[Point labeling dataset excerpts]
····················

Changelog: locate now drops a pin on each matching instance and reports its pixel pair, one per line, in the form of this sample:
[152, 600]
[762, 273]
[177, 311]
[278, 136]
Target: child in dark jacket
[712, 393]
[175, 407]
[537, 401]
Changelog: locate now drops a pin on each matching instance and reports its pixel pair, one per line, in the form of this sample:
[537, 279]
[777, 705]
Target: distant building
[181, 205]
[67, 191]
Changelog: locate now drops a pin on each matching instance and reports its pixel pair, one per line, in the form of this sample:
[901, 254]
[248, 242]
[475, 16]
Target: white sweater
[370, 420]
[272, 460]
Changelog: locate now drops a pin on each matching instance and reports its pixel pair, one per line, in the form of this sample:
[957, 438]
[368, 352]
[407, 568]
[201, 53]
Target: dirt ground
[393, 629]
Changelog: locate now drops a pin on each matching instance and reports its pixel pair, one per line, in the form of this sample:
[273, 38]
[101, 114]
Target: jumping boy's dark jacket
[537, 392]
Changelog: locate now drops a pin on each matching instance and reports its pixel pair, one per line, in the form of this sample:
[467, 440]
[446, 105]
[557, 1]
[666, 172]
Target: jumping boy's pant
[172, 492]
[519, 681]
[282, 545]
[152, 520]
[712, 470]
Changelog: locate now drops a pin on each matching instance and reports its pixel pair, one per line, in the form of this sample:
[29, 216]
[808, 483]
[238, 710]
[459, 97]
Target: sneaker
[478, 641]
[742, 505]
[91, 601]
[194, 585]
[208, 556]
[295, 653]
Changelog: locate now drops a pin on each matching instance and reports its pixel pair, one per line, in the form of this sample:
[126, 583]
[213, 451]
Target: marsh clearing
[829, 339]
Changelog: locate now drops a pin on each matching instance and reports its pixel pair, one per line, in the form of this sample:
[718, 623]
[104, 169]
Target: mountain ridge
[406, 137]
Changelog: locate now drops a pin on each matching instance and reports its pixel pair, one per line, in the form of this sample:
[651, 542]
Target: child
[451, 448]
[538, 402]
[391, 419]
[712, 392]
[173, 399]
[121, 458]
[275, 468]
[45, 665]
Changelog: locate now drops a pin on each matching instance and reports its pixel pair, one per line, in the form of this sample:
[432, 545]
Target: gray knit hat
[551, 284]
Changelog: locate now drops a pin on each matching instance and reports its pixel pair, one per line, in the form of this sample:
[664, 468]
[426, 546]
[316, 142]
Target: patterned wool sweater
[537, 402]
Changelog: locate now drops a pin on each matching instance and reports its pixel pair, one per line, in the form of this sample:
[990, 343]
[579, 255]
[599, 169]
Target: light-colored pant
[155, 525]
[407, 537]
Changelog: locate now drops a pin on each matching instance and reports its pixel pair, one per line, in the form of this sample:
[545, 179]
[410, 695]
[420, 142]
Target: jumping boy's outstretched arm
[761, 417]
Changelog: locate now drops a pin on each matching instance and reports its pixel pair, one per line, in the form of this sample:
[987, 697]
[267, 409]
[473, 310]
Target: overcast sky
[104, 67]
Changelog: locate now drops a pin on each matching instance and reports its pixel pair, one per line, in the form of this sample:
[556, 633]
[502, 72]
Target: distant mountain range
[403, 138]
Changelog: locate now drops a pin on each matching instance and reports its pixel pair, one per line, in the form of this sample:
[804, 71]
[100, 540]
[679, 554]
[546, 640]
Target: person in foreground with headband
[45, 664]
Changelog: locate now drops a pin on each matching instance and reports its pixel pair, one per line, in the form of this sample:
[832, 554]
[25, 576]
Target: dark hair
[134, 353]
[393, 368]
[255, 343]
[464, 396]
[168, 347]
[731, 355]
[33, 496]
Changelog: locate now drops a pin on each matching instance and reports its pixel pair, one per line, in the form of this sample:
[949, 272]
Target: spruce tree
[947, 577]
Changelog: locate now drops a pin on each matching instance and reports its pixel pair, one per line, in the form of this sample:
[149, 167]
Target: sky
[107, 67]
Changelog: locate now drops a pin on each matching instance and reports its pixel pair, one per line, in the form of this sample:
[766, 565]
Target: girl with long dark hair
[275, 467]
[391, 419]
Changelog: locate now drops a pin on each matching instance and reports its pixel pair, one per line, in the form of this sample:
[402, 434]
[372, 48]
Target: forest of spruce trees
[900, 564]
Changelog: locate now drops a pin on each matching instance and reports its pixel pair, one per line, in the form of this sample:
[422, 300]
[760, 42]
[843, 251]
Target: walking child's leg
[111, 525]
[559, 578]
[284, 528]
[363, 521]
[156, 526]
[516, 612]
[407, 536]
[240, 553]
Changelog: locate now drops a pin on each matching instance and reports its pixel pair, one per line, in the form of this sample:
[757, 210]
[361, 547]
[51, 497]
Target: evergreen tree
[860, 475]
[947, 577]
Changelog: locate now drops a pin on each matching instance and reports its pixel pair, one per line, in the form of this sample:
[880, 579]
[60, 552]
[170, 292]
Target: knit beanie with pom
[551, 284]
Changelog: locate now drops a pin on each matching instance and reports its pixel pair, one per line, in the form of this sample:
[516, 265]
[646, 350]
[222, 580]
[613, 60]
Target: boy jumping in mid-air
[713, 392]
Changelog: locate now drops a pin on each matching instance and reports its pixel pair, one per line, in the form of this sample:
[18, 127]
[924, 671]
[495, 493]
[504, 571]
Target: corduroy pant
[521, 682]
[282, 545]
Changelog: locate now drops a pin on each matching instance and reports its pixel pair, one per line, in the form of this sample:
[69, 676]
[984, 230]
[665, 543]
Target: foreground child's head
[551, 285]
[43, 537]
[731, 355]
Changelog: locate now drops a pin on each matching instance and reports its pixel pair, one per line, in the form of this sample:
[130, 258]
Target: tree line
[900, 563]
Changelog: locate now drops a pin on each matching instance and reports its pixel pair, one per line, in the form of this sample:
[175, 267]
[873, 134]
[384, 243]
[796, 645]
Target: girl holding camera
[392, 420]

····················

Written exercise — All the data must be duplicated exactly, with nothing added or removed.

Correct result —
Changelog: locate now drops a pin on each matching instance and reports its pixel pair, one per line, in the form of this sample:
[152, 600]
[762, 273]
[177, 311]
[278, 136]
Target: child in dark jacket
[712, 393]
[175, 407]
[537, 401]
Changelog: locate now drops a pin on each matching instance and reports its pixel pair, one per line, in the form of this sample:
[537, 279]
[777, 705]
Target: distant building
[181, 205]
[67, 191]
Changelog: locate now drops a pin on each matching instance and reports its pixel pair, one per line, in the form of this sample:
[901, 254]
[248, 242]
[475, 16]
Target: white sweater
[370, 420]
[272, 460]
Changelog: locate now drops a pin on each matching instance and reports its pixel pair, one per line, in the form of this sample:
[957, 438]
[368, 352]
[407, 568]
[201, 53]
Target: dirt ground
[393, 629]
Changelog: locate now drops a pin on each matching instance and reports its pixel pair, one per line, in the form of this sample:
[273, 38]
[101, 114]
Target: jumping boy's dark jacket
[537, 392]
Changelog: locate now drops a pin on each matching instance and reports its pixel pair, one per line, in the form of this sample:
[467, 440]
[446, 105]
[557, 1]
[666, 172]
Target: jumping boy's pant
[172, 492]
[519, 681]
[282, 545]
[152, 520]
[712, 470]
Changelog: locate now drops a pin on each matching instance and reports its pixel pair, one per line, in the form of this sample:
[29, 216]
[808, 483]
[238, 710]
[459, 97]
Target: sneaker
[478, 641]
[742, 505]
[91, 601]
[194, 585]
[208, 556]
[295, 653]
Changelog: locate now drops a pin on each matching instance and reports its pixel pair, one per line, in the form of this sample:
[126, 583]
[213, 451]
Target: marsh clearing
[829, 339]
Changelog: locate now drops a pin on each matching instance and reports its pixel pair, one per line, in the form of this sample:
[718, 623]
[104, 169]
Target: mountain ridge
[406, 137]
Changelog: locate now drops a pin on each matching instance and reports its pixel pair, one per line, in the form of this sample:
[651, 542]
Target: child
[451, 448]
[538, 402]
[391, 419]
[712, 392]
[173, 399]
[121, 458]
[275, 468]
[45, 665]
Changelog: locate now drops a pin on each matching instance and reports its pixel pair, one per line, in the form of this sample:
[432, 545]
Target: gray knit hat
[551, 284]
Changelog: locate now drops a pin on each matching instance and reports its pixel pair, one per line, in the form of this sample:
[664, 468]
[426, 546]
[316, 142]
Target: patterned wool sweater
[537, 402]
Changelog: locate now drops a pin on each matching instance and reports its pixel pair, one per line, in the form of this sample:
[990, 343]
[579, 255]
[599, 169]
Target: light-colored pant
[155, 525]
[407, 537]
Changelog: locate now drops a pin on each matching instance and reports its pixel pair, one per line, in the form of this sample:
[545, 179]
[410, 695]
[420, 142]
Target: jumping boy's outstretched arm
[761, 417]
Changelog: locate now drops a pin on each matching instance and reports its pixel pair, one per line, in the form of this sample:
[987, 697]
[267, 409]
[473, 310]
Target: overcast sky
[104, 67]
Changelog: locate now drops a pin on each matching instance and reports its pixel pair, one per line, in the form of this sample:
[556, 633]
[502, 72]
Target: distant mountain range
[403, 138]
Changelog: locate now drops a pin on each matching instance and reports its pixel pair, one per line, in the form of this sample:
[804, 71]
[100, 540]
[679, 554]
[546, 640]
Target: person in foreground with headband
[45, 664]
Changelog: locate now drops a pin on each matching instance and reports its pixel pair, one per line, in the form of this sample:
[832, 554]
[25, 576]
Target: dark hair
[134, 353]
[393, 368]
[255, 343]
[464, 396]
[168, 347]
[731, 355]
[33, 496]
Changelog: locate now drops a pin on each matching instance and reports its pixel pair, one per line, in the form of this sample:
[949, 272]
Target: spruce tree
[947, 577]
Changelog: locate now drops a pin on each matching instance and reports its pixel pair, one per line, in the form of this sample:
[149, 167]
Target: sky
[107, 67]
Changelog: locate now drops a pin on each matching instance and reports its pixel pair, one per line, in the form of this sample:
[766, 565]
Target: girl with long dark hair
[275, 467]
[391, 419]
Changelog: locate now drops a pin on each matching instance and reports its pixel pair, one per line, in the form of this sample:
[402, 434]
[372, 48]
Target: forest of spruce trees
[900, 564]
Changelog: locate now drops a pin on each matching instance and reports its pixel pair, one per line, in the form of this sample:
[422, 300]
[760, 42]
[843, 251]
Target: walking child's leg
[111, 525]
[559, 578]
[284, 528]
[363, 521]
[156, 526]
[516, 612]
[407, 536]
[240, 553]
Changelog: locate now drops a pin on each matching instance and reports its pixel pair, one per line, in the form of this sample:
[757, 210]
[361, 547]
[51, 497]
Target: evergreen tree
[860, 475]
[947, 577]
Changelog: locate now drops a pin on each matching instance and reports its pixel pair, one per line, in the form of this sample:
[880, 579]
[60, 552]
[170, 292]
Target: knit beanie with pom
[551, 284]
Changelog: locate now drops a pin on each matching instance and reports its pixel pair, one per line, in the form of this sample:
[516, 265]
[646, 350]
[222, 580]
[613, 60]
Target: boy jumping in mid-air
[713, 392]
Changelog: locate now drops a pin on each matching instance and reports its pixel pair, one per line, in the form of this sample:
[18, 127]
[924, 671]
[495, 493]
[504, 571]
Target: corduroy pant
[521, 682]
[282, 545]
Changelog: locate now drops a pin on each matching instance and reports its pixel pair, one per line, in the form of this sample:
[69, 676]
[984, 230]
[665, 543]
Target: foreground child's head
[551, 285]
[43, 537]
[731, 355]
Changelog: locate now drops a pin on each matching instance and reports its pixel pair, one per line, in the form of this sample:
[130, 258]
Target: tree line
[900, 563]
Changelog: locate now drops a pin on each matching instance and reports its pixel pair, one per line, in the form of this sample:
[175, 267]
[873, 134]
[384, 243]
[796, 645]
Target: girl holding camera
[392, 420]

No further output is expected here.